**What to do**
Gather every line in the items below that contains the word "bird", treating uppercase and lowercase as different.
── Supplied information ──
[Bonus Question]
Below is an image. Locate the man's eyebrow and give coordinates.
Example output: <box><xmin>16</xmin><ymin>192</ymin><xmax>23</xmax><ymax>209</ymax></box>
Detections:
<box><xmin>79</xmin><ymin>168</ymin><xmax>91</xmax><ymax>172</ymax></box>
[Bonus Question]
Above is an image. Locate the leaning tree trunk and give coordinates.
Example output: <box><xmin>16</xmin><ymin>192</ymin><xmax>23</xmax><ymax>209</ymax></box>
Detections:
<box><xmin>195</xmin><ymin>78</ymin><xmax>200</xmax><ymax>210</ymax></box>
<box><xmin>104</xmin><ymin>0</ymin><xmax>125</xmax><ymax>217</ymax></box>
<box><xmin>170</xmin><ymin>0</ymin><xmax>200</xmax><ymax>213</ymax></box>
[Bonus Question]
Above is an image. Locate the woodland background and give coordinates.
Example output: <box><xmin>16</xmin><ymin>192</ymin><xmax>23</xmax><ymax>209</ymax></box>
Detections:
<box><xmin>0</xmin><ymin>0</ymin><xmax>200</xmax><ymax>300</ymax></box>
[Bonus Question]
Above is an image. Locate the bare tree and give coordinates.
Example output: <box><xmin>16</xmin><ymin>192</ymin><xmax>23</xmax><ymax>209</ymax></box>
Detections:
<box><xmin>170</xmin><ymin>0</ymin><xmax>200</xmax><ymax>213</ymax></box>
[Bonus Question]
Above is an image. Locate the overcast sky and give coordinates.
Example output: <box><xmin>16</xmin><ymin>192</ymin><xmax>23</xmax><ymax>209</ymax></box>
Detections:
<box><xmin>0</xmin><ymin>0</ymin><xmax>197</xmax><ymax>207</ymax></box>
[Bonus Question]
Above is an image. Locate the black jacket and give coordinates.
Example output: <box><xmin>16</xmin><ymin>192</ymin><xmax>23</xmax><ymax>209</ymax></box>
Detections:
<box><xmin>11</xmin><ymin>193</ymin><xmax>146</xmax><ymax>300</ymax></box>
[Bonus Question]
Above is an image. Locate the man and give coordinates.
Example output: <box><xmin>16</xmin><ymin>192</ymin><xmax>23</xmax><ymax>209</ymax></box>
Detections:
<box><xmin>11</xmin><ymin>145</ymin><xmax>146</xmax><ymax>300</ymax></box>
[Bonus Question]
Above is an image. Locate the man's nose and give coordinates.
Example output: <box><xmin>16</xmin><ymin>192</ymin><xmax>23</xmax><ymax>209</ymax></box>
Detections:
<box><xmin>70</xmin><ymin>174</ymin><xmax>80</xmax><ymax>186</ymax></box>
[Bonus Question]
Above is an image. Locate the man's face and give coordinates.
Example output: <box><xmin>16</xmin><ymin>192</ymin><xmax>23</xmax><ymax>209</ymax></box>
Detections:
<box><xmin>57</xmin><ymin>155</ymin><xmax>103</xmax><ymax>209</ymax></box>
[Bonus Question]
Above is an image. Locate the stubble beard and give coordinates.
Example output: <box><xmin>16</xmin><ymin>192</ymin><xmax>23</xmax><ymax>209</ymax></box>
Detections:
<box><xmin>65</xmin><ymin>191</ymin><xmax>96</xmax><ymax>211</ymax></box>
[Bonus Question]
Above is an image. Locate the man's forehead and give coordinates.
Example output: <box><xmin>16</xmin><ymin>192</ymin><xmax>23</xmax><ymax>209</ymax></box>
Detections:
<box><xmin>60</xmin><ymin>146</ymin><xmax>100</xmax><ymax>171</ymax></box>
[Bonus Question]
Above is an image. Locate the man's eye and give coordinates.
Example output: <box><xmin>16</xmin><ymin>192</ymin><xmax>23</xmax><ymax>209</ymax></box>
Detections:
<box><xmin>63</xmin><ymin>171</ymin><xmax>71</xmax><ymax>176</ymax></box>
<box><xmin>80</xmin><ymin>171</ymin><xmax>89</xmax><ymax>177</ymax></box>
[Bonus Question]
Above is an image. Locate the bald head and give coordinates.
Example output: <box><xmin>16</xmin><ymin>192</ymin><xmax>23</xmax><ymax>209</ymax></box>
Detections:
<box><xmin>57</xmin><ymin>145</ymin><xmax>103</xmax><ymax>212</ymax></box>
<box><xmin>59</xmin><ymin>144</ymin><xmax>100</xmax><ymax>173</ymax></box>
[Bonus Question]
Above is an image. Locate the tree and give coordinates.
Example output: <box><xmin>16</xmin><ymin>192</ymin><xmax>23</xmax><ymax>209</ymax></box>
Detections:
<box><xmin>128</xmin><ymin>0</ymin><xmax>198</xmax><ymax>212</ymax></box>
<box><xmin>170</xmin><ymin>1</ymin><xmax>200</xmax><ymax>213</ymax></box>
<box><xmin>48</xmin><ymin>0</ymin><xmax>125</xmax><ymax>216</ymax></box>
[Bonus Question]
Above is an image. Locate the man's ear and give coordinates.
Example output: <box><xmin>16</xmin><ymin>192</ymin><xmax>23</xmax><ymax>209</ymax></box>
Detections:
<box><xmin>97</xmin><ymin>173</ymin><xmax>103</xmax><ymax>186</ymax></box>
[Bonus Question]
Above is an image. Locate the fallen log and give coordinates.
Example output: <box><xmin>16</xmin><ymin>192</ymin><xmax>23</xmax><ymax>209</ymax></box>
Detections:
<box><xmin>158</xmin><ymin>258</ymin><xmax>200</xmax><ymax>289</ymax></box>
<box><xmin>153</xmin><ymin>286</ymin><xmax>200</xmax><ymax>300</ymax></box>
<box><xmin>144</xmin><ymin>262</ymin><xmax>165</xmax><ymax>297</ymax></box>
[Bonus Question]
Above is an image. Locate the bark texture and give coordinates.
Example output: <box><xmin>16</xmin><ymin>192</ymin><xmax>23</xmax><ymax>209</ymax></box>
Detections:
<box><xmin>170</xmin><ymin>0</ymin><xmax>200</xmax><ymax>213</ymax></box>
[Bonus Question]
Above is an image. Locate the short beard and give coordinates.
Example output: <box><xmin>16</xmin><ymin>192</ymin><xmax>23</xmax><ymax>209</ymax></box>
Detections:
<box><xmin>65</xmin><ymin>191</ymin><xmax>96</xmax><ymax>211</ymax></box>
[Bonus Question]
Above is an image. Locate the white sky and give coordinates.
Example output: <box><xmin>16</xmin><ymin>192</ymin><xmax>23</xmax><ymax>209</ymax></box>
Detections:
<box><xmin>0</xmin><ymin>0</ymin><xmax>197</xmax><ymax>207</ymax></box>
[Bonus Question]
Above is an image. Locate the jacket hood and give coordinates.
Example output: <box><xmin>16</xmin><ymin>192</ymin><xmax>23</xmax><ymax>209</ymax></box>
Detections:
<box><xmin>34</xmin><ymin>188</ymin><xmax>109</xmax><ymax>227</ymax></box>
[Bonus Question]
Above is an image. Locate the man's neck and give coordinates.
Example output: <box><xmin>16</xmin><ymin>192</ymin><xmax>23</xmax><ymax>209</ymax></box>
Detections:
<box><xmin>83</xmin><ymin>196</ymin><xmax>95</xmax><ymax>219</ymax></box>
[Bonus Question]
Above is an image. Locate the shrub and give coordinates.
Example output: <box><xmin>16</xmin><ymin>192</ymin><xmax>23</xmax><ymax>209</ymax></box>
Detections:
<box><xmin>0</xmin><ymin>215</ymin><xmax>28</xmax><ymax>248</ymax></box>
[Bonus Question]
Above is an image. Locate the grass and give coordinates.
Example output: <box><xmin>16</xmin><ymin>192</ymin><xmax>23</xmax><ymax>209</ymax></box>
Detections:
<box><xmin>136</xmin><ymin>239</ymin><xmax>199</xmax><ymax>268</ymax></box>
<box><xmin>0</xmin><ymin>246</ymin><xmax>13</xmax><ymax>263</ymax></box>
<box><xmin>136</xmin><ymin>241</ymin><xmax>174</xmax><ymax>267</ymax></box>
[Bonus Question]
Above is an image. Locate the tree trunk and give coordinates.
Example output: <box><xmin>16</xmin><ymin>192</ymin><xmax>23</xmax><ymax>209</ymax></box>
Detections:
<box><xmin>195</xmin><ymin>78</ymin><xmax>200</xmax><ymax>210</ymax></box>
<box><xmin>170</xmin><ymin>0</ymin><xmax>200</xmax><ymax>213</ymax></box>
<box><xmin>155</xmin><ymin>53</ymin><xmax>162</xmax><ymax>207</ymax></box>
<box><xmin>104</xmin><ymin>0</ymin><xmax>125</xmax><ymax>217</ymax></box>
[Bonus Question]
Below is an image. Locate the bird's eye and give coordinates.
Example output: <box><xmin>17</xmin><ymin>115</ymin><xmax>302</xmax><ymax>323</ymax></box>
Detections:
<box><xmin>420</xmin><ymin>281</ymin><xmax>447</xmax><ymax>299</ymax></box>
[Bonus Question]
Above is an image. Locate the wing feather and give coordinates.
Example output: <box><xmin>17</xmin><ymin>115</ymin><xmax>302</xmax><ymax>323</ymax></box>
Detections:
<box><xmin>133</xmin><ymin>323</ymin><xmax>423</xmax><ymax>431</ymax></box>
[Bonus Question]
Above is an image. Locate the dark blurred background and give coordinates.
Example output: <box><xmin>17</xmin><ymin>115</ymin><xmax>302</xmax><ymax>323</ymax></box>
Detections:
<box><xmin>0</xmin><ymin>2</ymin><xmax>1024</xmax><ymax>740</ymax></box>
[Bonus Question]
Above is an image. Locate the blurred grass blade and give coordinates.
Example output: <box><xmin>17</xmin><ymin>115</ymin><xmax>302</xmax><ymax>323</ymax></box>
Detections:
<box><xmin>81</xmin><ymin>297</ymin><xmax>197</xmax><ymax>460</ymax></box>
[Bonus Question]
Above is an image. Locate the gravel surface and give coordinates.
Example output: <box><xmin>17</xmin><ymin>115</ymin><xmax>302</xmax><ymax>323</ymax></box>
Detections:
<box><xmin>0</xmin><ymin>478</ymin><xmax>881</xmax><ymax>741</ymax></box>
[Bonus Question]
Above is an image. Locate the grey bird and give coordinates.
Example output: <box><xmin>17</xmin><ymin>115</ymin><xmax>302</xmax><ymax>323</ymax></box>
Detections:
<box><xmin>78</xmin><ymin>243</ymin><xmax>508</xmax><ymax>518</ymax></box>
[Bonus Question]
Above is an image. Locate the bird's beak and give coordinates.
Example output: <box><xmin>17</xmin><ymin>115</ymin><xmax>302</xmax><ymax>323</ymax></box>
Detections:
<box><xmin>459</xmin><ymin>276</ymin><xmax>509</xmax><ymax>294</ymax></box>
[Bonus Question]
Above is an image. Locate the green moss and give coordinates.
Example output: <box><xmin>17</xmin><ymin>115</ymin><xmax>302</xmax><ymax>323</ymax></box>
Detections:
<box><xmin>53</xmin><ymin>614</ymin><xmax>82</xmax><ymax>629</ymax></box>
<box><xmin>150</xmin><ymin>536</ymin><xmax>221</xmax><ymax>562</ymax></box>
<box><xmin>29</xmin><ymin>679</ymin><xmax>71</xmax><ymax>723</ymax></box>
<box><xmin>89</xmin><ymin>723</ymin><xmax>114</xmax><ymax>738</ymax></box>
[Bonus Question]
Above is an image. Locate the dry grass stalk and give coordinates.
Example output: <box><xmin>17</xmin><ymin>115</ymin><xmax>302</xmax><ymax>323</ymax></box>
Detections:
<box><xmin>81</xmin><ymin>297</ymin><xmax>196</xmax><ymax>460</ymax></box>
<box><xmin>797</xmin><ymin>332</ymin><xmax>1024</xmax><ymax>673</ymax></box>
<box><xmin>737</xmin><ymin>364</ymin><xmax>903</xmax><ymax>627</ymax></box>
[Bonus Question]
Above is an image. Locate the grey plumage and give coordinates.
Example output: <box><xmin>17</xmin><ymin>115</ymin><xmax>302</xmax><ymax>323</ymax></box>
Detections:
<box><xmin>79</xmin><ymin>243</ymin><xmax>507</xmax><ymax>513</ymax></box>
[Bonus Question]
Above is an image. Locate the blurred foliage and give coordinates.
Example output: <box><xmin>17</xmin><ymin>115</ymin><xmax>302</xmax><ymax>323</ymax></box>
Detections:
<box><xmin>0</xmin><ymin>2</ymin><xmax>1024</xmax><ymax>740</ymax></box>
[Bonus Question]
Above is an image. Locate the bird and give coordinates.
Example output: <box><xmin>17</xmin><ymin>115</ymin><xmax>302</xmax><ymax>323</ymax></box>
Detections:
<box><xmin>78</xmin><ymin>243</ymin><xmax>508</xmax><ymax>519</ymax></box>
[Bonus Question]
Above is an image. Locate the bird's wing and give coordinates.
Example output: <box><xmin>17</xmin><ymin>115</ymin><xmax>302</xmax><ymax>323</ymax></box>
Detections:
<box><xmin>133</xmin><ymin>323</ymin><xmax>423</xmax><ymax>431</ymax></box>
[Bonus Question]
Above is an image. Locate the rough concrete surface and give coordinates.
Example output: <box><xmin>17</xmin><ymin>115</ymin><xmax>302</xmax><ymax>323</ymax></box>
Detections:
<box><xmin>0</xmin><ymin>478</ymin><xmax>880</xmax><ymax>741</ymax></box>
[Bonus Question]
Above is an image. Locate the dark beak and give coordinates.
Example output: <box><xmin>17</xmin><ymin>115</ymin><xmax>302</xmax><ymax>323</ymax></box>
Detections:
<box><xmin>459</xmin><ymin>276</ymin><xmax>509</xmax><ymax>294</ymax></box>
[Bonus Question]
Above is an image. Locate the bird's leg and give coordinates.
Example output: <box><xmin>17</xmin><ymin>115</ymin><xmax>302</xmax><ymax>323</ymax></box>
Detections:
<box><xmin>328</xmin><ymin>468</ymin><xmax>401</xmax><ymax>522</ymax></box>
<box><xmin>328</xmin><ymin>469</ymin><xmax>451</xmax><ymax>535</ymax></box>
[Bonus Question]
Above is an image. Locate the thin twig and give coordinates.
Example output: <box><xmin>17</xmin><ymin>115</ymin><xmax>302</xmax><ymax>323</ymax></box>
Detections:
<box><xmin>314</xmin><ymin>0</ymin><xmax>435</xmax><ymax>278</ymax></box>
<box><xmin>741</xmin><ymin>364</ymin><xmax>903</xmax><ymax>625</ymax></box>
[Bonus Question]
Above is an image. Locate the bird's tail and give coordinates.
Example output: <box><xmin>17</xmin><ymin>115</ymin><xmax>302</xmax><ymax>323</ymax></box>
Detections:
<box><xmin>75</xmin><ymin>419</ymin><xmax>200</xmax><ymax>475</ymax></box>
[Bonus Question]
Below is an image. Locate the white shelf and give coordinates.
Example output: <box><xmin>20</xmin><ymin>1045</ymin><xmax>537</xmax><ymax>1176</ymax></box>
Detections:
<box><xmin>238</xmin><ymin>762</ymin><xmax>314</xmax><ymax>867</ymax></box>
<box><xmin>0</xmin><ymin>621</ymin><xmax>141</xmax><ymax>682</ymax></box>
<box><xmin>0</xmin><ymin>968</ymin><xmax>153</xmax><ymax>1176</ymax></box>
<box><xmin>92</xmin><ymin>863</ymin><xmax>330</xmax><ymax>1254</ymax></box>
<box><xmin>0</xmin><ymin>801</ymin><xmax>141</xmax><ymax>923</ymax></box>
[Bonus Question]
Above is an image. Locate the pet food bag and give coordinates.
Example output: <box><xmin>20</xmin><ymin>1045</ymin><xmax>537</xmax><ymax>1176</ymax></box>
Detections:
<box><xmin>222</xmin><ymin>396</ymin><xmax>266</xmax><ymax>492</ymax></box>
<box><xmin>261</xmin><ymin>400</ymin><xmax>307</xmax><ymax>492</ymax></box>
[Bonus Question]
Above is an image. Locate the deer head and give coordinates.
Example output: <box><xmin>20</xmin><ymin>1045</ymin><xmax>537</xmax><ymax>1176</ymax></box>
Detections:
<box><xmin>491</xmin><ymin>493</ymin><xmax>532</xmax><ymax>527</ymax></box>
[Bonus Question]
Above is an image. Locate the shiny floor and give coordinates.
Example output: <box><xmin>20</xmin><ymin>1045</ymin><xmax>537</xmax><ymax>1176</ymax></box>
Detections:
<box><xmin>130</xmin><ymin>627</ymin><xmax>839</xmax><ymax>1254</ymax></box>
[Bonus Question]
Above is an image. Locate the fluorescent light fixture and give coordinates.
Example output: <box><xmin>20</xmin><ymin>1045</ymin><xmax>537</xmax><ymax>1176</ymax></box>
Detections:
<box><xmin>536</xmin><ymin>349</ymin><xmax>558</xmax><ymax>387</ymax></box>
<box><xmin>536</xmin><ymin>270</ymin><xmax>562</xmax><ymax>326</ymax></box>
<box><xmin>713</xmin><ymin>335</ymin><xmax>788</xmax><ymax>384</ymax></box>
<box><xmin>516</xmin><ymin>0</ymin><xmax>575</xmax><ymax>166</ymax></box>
───
**Written answer**
Below is an image. Locate the bird's eye and give coordinates.
Above is an image. Locate the grey bird and give coordinates.
Above is an image. Locate the bird's beak and give coordinates.
Above is an image. Locate the bird and give coordinates.
Above is an image. Locate the bird's wing and give coordinates.
Above is an image. Locate the bird's leg and give coordinates.
Above is an image. Locate the bird's tail and give coordinates.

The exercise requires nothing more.